Please write out all of the records below word for word, leaving out the pictures.

========================================================================

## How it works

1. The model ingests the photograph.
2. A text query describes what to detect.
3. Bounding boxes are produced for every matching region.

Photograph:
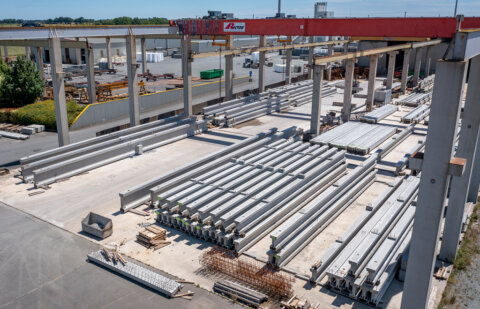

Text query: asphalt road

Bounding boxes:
[0,202,241,309]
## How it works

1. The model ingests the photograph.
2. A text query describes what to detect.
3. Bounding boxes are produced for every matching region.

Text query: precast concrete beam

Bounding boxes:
[439,56,480,263]
[310,65,325,136]
[342,59,355,122]
[182,35,193,117]
[365,55,378,112]
[402,61,467,309]
[400,49,412,93]
[85,48,97,104]
[126,35,140,127]
[48,37,70,146]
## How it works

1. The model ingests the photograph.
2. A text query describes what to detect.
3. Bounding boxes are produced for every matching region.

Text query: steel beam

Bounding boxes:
[439,56,480,263]
[126,35,140,127]
[310,65,325,136]
[48,37,70,146]
[402,61,467,309]
[365,54,379,112]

========================================================================

# Correct output
## How it works

1. The model ingests the photograph.
2. A text query describes what to detect.
3. Bounding boxes are produced for every matching region.

Photograph:

Text query: asphalt road

Bounding boxes:
[0,202,241,309]
## How it works

1. The model ingests the photograph.
2. A text query describes what to detect.
3. Bounding boxes are produced for every matching region.

Text query: precast concrete beam

Bounding boxes:
[439,56,480,263]
[310,65,325,136]
[342,59,355,122]
[182,35,193,117]
[365,55,378,112]
[402,61,467,309]
[400,49,412,93]
[85,48,97,104]
[126,35,140,127]
[48,37,70,146]
## How it works

1. The model ingests the photograph.
2. A text query describes what to detect.
3. Bounding boxes are produced for every matching region.

Text query: steel beam

Bounding boxes:
[439,56,480,263]
[126,35,140,127]
[310,65,325,136]
[48,37,70,146]
[402,61,467,309]
[365,54,379,112]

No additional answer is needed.